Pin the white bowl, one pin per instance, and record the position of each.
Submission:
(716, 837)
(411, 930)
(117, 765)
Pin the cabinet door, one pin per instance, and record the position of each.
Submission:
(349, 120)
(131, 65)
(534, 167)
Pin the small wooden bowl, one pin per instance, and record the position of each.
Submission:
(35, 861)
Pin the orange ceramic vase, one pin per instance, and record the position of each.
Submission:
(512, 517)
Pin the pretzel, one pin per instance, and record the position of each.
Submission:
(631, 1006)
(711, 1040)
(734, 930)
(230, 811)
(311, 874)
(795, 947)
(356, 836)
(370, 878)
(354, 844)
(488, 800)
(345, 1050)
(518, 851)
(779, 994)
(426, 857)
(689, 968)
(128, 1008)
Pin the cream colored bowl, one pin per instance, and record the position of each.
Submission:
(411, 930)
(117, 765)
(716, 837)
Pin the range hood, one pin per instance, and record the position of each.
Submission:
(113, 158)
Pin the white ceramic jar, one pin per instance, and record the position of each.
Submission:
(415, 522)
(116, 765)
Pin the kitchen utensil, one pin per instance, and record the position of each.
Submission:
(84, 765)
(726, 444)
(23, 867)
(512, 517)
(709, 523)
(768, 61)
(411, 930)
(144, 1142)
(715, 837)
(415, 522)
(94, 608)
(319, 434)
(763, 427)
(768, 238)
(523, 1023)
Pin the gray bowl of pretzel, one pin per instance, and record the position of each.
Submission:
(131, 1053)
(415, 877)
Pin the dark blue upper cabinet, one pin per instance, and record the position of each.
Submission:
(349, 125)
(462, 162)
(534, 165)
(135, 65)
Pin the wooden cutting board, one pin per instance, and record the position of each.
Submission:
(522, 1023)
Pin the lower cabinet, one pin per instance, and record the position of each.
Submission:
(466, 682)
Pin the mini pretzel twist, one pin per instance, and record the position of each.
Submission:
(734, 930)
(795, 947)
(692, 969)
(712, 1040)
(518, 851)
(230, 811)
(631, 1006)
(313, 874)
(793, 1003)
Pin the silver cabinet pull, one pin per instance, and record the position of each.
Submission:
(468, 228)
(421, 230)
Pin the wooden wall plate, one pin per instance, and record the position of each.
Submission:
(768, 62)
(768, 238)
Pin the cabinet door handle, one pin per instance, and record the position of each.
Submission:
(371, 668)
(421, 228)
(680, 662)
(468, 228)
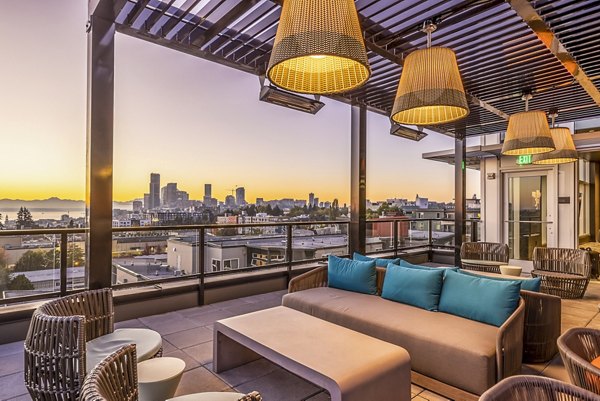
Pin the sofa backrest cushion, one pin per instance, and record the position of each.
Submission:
(379, 262)
(404, 263)
(527, 284)
(487, 301)
(352, 275)
(416, 287)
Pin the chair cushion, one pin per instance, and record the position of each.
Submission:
(529, 284)
(448, 348)
(147, 344)
(487, 301)
(415, 287)
(352, 275)
(379, 262)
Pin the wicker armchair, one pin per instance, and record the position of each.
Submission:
(579, 346)
(115, 379)
(564, 272)
(472, 252)
(527, 388)
(55, 346)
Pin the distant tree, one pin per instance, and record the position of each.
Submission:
(32, 260)
(20, 282)
(24, 218)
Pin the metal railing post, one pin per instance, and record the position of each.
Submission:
(395, 237)
(288, 252)
(201, 264)
(63, 264)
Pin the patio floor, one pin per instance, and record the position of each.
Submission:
(187, 334)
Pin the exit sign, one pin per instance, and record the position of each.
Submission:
(524, 159)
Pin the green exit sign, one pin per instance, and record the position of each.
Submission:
(524, 159)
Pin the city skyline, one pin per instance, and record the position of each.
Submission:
(212, 128)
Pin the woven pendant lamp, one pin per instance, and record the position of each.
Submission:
(319, 48)
(528, 133)
(430, 89)
(565, 147)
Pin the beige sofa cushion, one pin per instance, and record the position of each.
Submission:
(451, 349)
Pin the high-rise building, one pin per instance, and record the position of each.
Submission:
(229, 201)
(240, 196)
(169, 194)
(137, 206)
(154, 191)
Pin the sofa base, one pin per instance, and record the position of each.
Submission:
(444, 389)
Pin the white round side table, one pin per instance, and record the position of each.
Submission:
(158, 378)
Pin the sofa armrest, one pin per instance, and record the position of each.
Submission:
(315, 278)
(509, 344)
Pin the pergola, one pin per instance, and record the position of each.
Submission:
(549, 47)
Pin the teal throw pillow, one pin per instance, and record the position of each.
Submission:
(417, 287)
(487, 301)
(379, 262)
(352, 275)
(528, 284)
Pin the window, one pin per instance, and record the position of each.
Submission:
(229, 264)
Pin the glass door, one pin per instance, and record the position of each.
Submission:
(529, 212)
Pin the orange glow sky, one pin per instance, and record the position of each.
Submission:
(190, 120)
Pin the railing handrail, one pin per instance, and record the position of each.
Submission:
(61, 230)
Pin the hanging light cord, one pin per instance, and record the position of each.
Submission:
(428, 27)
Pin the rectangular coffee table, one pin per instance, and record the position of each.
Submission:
(349, 365)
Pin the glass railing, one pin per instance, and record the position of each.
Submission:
(33, 266)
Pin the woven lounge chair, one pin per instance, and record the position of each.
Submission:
(474, 256)
(529, 388)
(115, 379)
(56, 343)
(564, 272)
(579, 346)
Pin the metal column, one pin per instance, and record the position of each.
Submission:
(100, 102)
(358, 179)
(460, 194)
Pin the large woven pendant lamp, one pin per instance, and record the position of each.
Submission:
(528, 133)
(430, 89)
(565, 151)
(319, 48)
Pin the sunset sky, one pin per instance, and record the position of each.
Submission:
(190, 120)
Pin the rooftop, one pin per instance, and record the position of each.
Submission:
(187, 334)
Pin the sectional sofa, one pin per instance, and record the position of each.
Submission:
(450, 354)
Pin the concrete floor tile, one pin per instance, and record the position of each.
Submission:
(168, 323)
(187, 338)
(247, 372)
(11, 348)
(190, 363)
(281, 386)
(201, 353)
(200, 380)
(12, 386)
(10, 364)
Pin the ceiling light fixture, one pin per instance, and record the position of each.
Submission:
(565, 151)
(430, 89)
(319, 48)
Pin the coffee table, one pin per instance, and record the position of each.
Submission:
(349, 365)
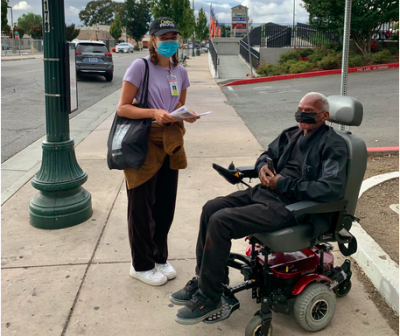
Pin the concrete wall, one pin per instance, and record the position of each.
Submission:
(227, 46)
(271, 55)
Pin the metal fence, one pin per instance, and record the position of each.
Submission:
(20, 47)
(214, 56)
(255, 55)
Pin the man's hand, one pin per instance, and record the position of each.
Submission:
(264, 172)
(268, 178)
(191, 120)
(273, 181)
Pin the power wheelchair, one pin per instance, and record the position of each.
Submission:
(287, 271)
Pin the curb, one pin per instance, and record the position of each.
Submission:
(383, 150)
(376, 263)
(312, 74)
(18, 59)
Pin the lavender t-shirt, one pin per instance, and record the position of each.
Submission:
(160, 96)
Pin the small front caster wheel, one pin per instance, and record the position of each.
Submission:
(343, 289)
(254, 327)
(315, 307)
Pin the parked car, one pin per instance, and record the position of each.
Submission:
(124, 47)
(94, 58)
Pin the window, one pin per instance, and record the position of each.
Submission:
(92, 48)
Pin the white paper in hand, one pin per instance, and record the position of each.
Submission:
(183, 113)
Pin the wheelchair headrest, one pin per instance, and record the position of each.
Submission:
(345, 110)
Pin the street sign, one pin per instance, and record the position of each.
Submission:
(46, 20)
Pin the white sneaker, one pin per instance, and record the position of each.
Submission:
(152, 277)
(167, 270)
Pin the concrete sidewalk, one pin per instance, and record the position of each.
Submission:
(75, 281)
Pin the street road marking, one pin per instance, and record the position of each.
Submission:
(17, 73)
(394, 207)
(234, 93)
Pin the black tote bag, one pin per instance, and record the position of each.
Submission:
(127, 141)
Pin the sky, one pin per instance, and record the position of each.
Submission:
(260, 11)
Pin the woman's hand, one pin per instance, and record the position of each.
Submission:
(163, 117)
(191, 120)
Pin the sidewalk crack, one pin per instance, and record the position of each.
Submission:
(89, 264)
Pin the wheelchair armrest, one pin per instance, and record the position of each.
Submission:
(248, 171)
(311, 207)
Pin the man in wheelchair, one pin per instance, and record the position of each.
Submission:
(310, 162)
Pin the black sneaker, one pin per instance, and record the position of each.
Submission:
(197, 309)
(184, 295)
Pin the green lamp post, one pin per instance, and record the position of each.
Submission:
(61, 201)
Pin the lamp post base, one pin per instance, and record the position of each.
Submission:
(53, 210)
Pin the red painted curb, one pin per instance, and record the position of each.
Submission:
(382, 149)
(311, 74)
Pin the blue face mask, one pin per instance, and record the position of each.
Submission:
(167, 48)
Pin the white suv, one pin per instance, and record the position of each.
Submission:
(124, 47)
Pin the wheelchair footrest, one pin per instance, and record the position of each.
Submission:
(229, 305)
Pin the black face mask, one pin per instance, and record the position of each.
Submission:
(306, 117)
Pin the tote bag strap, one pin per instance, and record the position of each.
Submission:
(145, 87)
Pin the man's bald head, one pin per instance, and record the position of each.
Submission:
(314, 102)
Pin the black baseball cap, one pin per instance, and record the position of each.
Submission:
(163, 25)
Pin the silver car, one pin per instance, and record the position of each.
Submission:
(124, 47)
(94, 58)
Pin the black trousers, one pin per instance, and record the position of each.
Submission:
(234, 216)
(151, 208)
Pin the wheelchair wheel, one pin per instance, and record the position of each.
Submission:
(315, 307)
(254, 327)
(343, 289)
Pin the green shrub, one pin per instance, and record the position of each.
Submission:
(287, 56)
(266, 70)
(329, 62)
(368, 59)
(285, 67)
(301, 66)
(381, 57)
(356, 60)
(316, 56)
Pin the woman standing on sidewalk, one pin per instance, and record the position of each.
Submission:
(152, 189)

▬▬▬▬▬▬▬▬▬▬

# STATED GOAL
Reproduce verbatim the part that opens with the line containing "Pin the woman standing" and closes with the last line of the items, including both of those lines.

# THE COMPLETED TASK
Pin the woman standing on sidewalk, one pin per instance, and record the position of each.
Submission:
(152, 189)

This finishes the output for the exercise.